* [Provided data]:
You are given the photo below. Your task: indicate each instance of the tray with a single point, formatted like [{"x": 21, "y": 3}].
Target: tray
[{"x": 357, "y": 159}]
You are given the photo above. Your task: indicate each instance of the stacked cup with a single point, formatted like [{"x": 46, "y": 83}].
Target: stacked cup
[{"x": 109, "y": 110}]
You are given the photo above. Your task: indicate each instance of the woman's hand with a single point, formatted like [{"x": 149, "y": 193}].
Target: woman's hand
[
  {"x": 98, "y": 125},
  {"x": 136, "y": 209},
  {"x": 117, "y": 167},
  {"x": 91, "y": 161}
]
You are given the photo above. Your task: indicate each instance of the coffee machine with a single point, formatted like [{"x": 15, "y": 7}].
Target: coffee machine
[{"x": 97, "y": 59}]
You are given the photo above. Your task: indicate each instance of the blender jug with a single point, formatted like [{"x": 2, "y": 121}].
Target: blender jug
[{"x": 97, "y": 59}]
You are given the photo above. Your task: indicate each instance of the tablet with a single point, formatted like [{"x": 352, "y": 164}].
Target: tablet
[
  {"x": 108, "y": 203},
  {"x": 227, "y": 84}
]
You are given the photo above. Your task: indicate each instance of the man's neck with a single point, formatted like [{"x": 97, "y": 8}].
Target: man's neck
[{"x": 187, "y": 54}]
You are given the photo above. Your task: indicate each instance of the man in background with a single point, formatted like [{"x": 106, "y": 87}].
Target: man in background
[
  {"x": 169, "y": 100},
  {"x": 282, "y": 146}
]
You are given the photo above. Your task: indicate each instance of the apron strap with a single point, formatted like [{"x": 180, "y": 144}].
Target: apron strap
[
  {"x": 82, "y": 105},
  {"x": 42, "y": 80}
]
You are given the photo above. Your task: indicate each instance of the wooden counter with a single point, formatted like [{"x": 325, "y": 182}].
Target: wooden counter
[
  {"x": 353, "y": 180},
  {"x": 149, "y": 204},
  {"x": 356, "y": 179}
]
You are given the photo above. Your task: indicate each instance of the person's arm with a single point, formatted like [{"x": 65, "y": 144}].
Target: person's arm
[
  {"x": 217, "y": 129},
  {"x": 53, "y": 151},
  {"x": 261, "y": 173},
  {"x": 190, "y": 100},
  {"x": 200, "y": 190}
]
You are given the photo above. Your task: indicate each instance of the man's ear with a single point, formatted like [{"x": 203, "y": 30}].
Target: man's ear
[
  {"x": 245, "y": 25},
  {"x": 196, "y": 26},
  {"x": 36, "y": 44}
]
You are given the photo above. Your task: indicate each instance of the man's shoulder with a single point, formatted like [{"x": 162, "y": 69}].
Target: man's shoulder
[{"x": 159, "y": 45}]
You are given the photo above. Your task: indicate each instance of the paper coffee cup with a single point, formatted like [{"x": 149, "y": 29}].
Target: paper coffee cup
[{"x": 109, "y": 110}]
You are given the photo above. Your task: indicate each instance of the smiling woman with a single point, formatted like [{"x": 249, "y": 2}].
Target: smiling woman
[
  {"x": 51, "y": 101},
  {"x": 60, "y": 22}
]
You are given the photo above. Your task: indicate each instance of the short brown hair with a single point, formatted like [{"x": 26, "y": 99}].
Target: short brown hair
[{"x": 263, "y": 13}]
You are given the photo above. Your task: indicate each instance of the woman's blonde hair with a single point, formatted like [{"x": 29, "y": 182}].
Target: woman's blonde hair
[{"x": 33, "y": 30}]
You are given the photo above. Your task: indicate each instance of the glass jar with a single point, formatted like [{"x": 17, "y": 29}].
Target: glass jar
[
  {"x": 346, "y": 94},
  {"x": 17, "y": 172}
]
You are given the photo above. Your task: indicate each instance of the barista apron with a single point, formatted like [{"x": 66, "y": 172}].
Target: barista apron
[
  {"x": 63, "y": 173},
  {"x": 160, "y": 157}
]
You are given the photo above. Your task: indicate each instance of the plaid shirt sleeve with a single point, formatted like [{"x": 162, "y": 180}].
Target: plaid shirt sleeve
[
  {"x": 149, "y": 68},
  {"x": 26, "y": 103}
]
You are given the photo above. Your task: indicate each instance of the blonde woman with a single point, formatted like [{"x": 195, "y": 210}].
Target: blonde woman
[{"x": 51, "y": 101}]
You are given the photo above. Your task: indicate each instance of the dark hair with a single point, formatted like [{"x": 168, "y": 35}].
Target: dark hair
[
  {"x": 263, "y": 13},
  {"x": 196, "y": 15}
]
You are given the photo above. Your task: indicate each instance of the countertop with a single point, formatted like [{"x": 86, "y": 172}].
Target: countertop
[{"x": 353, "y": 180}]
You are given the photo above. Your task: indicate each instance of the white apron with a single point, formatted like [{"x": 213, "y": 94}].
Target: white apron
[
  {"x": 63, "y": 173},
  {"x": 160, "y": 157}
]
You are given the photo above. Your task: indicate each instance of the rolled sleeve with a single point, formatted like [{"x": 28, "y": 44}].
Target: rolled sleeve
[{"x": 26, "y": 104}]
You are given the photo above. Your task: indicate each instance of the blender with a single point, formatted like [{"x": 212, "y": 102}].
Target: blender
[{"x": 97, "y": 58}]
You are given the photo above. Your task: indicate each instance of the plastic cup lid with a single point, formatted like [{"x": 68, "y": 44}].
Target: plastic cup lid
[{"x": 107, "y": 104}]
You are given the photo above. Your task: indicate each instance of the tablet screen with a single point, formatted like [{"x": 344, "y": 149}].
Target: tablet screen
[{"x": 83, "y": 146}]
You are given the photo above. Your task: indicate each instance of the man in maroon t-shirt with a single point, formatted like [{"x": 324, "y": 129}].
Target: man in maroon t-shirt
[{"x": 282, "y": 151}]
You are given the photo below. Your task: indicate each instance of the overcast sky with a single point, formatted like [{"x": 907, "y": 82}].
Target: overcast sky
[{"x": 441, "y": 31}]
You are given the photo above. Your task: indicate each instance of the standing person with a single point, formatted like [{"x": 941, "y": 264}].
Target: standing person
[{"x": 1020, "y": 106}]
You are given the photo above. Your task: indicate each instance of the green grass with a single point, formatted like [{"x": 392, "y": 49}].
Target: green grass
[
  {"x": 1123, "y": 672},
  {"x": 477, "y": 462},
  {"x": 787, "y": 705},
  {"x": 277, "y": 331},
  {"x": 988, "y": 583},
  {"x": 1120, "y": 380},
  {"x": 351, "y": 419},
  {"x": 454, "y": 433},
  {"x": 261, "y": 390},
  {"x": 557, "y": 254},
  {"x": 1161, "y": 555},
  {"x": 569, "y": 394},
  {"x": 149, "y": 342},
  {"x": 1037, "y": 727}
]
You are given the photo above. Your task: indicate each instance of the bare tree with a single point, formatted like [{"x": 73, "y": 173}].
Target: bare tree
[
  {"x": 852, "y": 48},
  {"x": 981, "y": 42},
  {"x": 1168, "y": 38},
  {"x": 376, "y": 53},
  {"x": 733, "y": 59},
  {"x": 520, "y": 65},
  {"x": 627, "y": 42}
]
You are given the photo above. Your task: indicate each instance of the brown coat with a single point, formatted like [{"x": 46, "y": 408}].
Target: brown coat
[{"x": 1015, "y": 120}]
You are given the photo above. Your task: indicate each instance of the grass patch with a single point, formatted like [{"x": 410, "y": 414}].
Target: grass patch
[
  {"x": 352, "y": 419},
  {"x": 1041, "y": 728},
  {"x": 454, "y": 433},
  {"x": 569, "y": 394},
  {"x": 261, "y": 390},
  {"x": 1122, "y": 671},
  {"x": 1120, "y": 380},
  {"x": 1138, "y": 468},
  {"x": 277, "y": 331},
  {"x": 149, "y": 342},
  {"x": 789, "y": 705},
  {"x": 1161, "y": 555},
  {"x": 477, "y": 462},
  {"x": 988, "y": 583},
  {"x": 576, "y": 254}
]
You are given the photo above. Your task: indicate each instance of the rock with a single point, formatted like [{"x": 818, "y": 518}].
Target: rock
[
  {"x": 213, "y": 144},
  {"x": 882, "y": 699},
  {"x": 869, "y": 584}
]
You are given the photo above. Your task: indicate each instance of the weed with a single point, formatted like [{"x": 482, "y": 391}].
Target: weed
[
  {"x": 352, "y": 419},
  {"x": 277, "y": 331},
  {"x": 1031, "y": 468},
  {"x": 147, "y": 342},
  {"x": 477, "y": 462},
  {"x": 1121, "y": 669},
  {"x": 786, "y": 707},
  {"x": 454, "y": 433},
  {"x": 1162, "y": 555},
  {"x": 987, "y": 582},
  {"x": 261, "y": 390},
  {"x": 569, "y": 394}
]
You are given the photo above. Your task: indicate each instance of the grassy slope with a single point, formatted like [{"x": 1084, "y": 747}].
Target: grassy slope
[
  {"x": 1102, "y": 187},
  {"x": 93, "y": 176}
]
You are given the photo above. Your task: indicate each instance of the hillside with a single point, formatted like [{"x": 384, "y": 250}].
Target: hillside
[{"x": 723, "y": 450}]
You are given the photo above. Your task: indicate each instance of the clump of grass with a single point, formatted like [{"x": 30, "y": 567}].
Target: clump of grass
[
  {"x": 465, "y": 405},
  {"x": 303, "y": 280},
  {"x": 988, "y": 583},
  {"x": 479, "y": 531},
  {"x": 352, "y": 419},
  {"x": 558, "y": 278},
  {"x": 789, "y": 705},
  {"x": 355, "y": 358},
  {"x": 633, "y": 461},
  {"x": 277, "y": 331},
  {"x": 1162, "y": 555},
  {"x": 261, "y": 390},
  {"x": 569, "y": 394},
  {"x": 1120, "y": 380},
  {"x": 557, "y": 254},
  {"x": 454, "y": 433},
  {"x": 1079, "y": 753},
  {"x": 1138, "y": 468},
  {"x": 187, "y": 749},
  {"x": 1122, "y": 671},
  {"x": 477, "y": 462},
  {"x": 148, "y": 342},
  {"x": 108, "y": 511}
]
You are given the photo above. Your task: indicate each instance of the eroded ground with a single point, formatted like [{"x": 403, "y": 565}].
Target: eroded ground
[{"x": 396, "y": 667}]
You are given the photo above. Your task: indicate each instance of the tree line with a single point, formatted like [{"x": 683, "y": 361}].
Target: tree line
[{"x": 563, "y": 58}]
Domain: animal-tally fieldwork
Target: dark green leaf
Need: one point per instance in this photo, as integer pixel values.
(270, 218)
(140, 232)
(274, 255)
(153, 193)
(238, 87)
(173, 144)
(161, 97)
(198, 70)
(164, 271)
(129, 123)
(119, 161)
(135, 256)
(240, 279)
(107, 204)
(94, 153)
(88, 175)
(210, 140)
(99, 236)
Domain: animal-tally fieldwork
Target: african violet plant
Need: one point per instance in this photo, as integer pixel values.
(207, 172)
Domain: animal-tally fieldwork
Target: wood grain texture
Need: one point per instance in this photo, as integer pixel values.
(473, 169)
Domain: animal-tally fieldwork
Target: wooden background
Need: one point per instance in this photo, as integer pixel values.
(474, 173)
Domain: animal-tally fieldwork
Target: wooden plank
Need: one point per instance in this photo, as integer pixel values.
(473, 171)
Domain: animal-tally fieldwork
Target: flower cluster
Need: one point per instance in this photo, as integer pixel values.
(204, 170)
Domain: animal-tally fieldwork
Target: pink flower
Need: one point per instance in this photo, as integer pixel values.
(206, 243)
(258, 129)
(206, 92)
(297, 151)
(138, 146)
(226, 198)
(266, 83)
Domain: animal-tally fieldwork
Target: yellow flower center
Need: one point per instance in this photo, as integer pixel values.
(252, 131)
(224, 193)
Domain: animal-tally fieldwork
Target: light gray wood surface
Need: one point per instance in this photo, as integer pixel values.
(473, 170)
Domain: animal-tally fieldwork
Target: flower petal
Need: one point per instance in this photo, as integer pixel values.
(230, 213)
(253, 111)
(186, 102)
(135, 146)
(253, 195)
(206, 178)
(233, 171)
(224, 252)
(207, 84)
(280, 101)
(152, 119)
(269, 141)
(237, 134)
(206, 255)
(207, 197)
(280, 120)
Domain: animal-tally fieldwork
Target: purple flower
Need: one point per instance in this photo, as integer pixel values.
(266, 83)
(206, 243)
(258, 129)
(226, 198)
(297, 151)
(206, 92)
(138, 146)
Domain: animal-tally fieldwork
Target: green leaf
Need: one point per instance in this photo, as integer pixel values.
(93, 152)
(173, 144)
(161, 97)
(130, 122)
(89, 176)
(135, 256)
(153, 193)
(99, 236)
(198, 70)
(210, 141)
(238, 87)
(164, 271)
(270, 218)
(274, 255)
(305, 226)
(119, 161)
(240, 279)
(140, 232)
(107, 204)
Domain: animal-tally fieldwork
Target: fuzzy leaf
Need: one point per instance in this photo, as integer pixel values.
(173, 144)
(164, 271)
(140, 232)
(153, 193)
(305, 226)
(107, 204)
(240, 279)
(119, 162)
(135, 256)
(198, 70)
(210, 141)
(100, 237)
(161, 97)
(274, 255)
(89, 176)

* [The task]:
Please, starting with the first line of the material above, write out each line exactly and finish on the line that includes "the tablet with".

* [Result of the exercise]:
You are given the photo below. Your task: indicate each instance of the tray with a single point, formatted like [{"x": 21, "y": 3}].
Target: tray
[{"x": 357, "y": 159}]
You are given the photo above. Your task: indicate each instance of the stacked cup with a single point, formatted like [{"x": 46, "y": 83}].
Target: stacked cup
[{"x": 109, "y": 110}]
You are given the photo above. Your task: indicate each instance of the woman's hand with a single point, formatted like [{"x": 149, "y": 193}].
Target: woman's hand
[
  {"x": 98, "y": 125},
  {"x": 136, "y": 209},
  {"x": 117, "y": 167},
  {"x": 91, "y": 161}
]
You are given the photo above. Your task: indicate each instance of the coffee machine with a single point, formatted like [{"x": 15, "y": 7}].
Target: coffee machine
[{"x": 97, "y": 59}]
You are given the photo above. Your task: indicate each instance of the blender jug with a single point, formatted like [{"x": 2, "y": 121}].
Target: blender jug
[{"x": 97, "y": 59}]
You are given the photo above. Your task: indicate each instance of the tablet with a single point, formatted like [{"x": 352, "y": 164}].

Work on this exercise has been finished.